**Aufgabe A**.
Für welchen Zeitraum sollte Donald Tusk laut dem Artikel über den EU-Gipfel im Amt des EU-Ratspräsidenten bestätigt werden?
**Aufgabe B**.
Zähle alle Personen auf, die im Artikel über den EU-Gipfel namentlich genannt werden.

**Textauszug**.
= = =

Polens peinliche Posse auf dem EU-Gipfel
Ministerpräsidentin Szydlo boykottiert Erklärung / Dämpfer für Merkels »Europa der zwei Geschwindigkeiten«
Einige EU-Mitgliedsstaaten interpretieren den Vorschlag Merkels von einer EU mit zwei Geschwindigkeiten als »neuen Eisernen Vorhang zwischen Ost und West«. Natürlich war Polens Ministerpräsidentin Beata Szydlo nach dem gescheiterten Erpressungsversuch ihres Landes auf dem EU-Gipfel nicht zufrieden. Mit aller Macht hatte sie gedroht: Wenn ihr Landsmann Donald Tusk von den 27 anderen Staats- und Regierungschefs für weitere zweieinhalb Jahre im Amt des EU-Ratspräsidenten bestätigt werden sollte, würde sie im Namen Polens alle folgenden Gipfelbeschlüsse blockieren. So eine Drohung hatte es noch nie gegeben, der Eklat war zum Greifen nah.
Doch dann umschiffte der EUGipfel die drohende Klippe Polen un- erwartet elegant. Zunächst wählten die 27 Tusk einfach wieder – nur Szydlo stimmte nicht für ihn. Und dann ließ der dadurch gestärkte Tusk seine Landsfrau mit ihrer Drohung gleichsam ins Leere laufen. Nachdem der offizielle Gipfel am vorgerückten Donnerstagabend zu Ende gegangen war, veröffentlichte Tusk kurz nach Mitternacht die Schlussfolgerungen. Doch da diese Schlussfolgerungen nicht im Namen des Gipfels veröffentlicht werden konnten, weil dafür die Zustimmung Polens tatsächlich ausgeblieben war, veröffentlichte Tusk die Beschlüsse einfach im Namen des Ratspräsidenten. Mit der Vorbemerkung, dass das Folgende von 27 Mitgliedstaaten befürwortet werde. Konsens unter allen Gipfelteilnehmern habe nicht erreicht werden können, aus Gründen, die nichts mit den Beschlüssen zu tun hätten.

= = =

**Datenauszug**.
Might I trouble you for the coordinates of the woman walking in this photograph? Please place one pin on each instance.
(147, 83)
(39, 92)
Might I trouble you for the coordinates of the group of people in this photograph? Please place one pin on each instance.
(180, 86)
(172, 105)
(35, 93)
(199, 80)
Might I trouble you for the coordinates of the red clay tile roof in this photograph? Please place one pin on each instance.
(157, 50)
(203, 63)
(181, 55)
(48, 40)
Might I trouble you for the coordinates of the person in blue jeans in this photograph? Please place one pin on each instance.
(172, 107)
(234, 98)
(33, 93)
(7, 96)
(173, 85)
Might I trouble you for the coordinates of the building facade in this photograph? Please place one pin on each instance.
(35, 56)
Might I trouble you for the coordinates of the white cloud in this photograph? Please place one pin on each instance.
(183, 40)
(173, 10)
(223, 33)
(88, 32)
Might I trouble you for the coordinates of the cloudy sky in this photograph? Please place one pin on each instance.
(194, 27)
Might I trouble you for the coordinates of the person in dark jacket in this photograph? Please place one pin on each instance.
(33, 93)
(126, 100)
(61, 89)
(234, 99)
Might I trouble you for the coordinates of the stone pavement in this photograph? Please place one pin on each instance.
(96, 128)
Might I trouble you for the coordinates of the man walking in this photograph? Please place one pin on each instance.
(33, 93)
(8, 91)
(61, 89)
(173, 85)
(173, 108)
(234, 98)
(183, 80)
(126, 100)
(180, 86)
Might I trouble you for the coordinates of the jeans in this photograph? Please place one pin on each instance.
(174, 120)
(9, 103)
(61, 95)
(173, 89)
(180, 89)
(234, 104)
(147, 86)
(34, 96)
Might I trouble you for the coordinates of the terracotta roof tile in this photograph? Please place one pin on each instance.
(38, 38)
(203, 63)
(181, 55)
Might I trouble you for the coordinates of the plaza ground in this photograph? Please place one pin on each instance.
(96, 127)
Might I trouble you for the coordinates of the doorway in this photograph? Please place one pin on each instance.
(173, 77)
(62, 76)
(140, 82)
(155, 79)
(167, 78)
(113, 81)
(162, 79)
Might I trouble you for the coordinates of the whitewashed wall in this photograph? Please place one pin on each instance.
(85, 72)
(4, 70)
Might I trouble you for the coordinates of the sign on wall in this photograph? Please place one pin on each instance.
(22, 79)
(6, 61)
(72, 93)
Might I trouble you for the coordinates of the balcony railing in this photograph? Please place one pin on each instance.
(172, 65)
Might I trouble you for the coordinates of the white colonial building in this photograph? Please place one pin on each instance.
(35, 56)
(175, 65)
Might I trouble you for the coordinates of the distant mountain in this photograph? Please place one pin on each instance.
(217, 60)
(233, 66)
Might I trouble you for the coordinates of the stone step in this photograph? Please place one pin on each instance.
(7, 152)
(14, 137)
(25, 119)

= = =

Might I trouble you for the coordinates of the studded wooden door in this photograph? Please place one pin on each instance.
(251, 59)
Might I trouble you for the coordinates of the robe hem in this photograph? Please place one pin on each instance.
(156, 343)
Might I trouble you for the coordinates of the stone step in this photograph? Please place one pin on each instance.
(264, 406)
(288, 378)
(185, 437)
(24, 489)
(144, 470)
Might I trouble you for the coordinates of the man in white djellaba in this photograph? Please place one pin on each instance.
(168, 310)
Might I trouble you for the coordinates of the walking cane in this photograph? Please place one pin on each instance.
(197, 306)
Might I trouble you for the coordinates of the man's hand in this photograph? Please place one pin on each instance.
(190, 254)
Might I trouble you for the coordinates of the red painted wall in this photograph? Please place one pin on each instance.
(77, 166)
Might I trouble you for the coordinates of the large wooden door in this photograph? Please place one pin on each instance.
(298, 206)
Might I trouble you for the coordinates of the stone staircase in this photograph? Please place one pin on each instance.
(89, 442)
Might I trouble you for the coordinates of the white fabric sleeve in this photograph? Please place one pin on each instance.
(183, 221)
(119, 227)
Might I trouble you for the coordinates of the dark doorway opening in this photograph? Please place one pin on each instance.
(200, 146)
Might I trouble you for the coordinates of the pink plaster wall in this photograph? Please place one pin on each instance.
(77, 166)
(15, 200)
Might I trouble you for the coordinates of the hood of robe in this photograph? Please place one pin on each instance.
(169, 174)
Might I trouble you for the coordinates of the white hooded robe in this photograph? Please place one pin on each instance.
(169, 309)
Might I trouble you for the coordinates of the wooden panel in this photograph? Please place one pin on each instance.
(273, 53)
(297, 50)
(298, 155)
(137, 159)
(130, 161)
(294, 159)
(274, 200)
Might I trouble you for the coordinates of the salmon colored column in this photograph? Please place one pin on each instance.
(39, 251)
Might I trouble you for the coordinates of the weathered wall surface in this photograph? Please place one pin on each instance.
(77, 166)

= = =

**Lösung A**.
Für weitere zweieinhalb Jahre.

**Lösung B**.
Merkel, Beata Szydlo, Donald Tusk